**Required task**
According to the piece about Disney's purchase of Togetherville, what age range of children is the site aimed at?

**Document section**
• • • • • • •
Disney recently announced its purchase of Togetherville, a social networking site aimed at children ages 6-10, a group heretofore excluded from the social phenomenon.  Industry insiders contend that a demand for such services already exists, and reckon that the move will help to peel more pre-teens away from non-internet–and therefore useless–activities such as playing outside or spending time with family and friends.

Wildlife Authorities In Kenya Issued An Amber Alert Today. Citizens Are Advised To Be On The Lookout For A Blue 1980s African Pachyderm.

For a generation completely stymied by the concept of pen pals, Togetherville will be first instance of remote social networking among young children.  Proponents claim that an early introduction to such sites greatly increases a child’s ability to make superficial friendships, which in turn can help her develop life skills such as obsequiousness and insincerity, which will enable her not only to survive, but thrive on her quest toward middle-management.  Likewise, early indications show that parents are pleased with Togetherville’s potential, which in studies has been shown to increase “shut up time” in children by a whopping 75%.
• • • • • • •
**Entries supplied**
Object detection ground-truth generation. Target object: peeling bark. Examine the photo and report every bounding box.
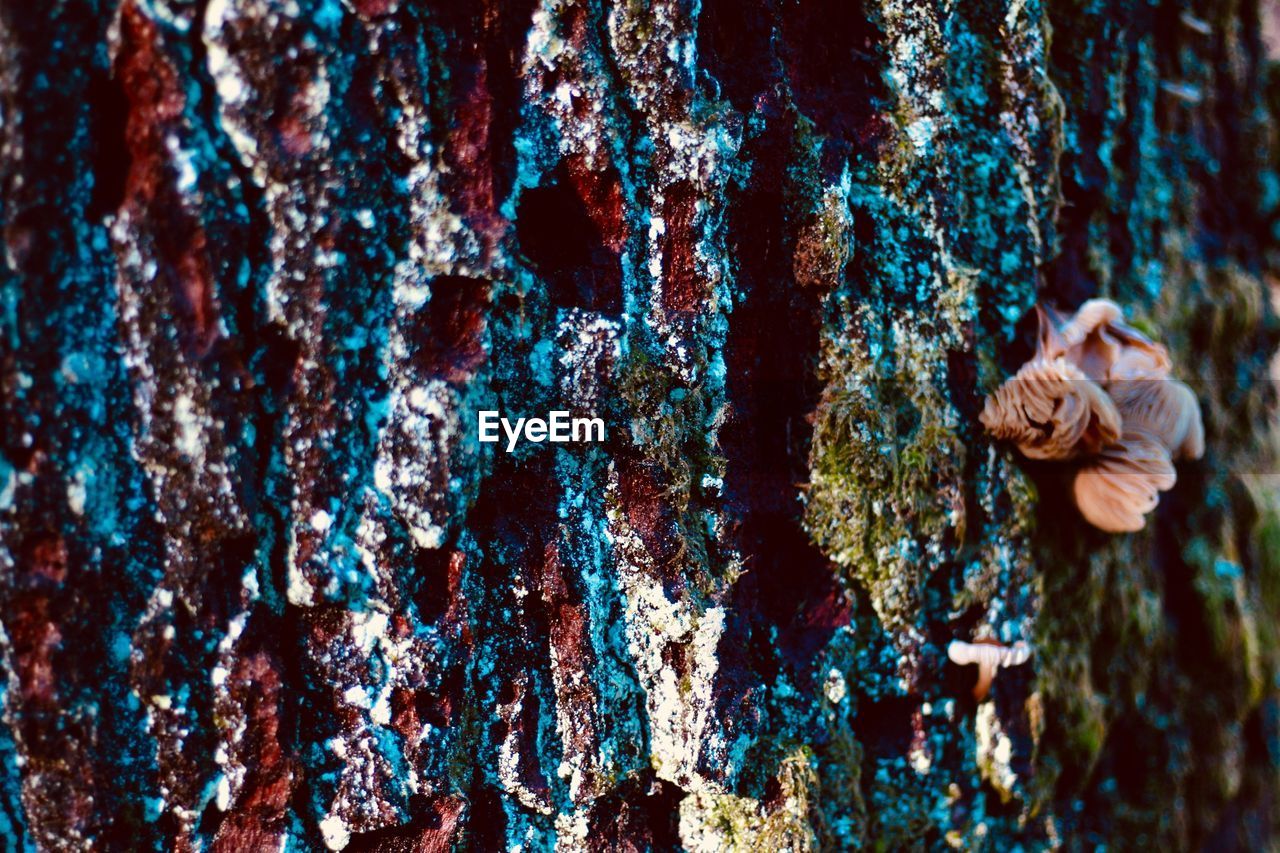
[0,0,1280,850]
• • • • • • •
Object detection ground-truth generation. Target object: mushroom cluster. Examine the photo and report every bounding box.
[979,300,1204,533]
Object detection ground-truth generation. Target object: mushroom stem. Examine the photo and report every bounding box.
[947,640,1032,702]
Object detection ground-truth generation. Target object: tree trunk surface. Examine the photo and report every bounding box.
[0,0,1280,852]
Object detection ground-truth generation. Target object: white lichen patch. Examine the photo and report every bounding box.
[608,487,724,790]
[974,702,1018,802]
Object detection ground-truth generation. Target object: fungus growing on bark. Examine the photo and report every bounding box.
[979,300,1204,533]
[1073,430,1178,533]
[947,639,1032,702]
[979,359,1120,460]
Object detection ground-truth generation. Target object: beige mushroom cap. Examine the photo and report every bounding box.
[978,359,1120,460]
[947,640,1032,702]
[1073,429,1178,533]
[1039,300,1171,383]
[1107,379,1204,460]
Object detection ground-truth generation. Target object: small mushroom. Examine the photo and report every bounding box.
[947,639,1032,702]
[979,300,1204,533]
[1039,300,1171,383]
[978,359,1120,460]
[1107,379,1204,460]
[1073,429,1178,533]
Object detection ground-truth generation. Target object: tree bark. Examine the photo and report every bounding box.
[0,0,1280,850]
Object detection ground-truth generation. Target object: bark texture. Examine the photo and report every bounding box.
• • • • • • •
**Exercise output**
Children ages 6-10.